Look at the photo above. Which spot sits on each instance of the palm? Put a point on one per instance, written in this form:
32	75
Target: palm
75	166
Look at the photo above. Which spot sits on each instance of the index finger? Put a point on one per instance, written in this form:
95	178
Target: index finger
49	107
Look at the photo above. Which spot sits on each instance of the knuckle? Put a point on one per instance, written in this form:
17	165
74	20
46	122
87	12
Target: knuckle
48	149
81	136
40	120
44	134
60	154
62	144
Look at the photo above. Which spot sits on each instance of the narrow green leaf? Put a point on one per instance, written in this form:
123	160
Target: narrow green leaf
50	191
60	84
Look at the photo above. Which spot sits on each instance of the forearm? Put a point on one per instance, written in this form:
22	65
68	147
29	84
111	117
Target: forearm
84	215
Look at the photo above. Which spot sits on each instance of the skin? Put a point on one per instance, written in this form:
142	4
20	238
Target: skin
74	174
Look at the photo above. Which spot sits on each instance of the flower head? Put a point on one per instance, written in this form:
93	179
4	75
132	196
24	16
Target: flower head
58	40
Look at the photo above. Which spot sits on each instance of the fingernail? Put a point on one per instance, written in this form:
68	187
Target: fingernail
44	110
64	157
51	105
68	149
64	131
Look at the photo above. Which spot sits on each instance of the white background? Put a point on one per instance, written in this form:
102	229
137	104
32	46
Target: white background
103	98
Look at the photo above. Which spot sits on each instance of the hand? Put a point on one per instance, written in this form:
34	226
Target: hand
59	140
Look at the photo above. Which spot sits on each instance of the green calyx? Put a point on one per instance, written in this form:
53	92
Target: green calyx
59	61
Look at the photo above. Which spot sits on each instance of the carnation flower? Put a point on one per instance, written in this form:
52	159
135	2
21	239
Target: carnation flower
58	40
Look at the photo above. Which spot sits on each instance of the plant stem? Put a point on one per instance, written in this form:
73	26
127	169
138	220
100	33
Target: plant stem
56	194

··········

# WHAT THE TASK REQUIRES:
Return each line of the data exactly as written above.

# EXPECTED ANSWER:
Look at the photo above. Which spot sits on each instance of the palm? Put a point on one per instance, written in this form:
32	75
Target: palm
75	166
Look at the photo above. Which spot sits on each instance of the index finger? Put a point on one per instance, written in this form:
95	178
Target: index finger
49	107
Look at the photo above. Which spot sits on each instance of the knuckle? Put a point on one per instance, written in this form:
17	165
74	20
46	122
87	12
Target: knuckle
48	149
81	136
40	120
44	134
60	154
62	144
Look at the photo above. Which spot sits on each instance of the narrow green leaf? Put a point on one per instance, written in this form:
123	160
Target: narrow green leaf
50	191
60	84
Look at the photo above. Which spot sits on each instance of the forearm? Put a point on one per instance, written in this form:
22	65
68	147
29	84
111	117
Target: forearm
84	215
Look at the photo above. Which spot sits on each instance of the skin? Put a point on one per instance, written in this form:
142	4
20	238
Target: skin
74	174
Look at the photo above. Which spot sits on each instance of the flower head? Put a point on one per instance, written in this form:
93	179
4	75
132	196
24	16
Target: flower head
58	40
Look at the photo above. Which spot sits on each instance of the fingernail? Put a point on one per instance, written in this form:
68	187
Target: fingernail
44	110
64	157
51	105
68	149
64	131
Look at the photo above. Which spot sits on each instance of the white background? Put a point on one per instance, written in this form:
102	229
137	104
32	46
Target: white background
103	98
Look at the photo above. Which spot sits on each instance of the hand? Put a point on one per instance, written in this form:
34	226
Target: hand
59	140
Look at the photo above. Which spot sits on each instance of the green calyx? Put a point on one per instance, written in this form:
53	92
Target: green calyx
59	61
Look at the photo above. Which spot sits on each instance of the carnation flower? Put a point on one per instance, written in this form:
52	159
135	2
21	239
Target: carnation flower
58	40
Look at the photo above. Which spot sits on each instance of the plant stem? Put a point on one per instance, written in this form:
73	26
127	169
138	220
100	33
Target: plant stem
56	194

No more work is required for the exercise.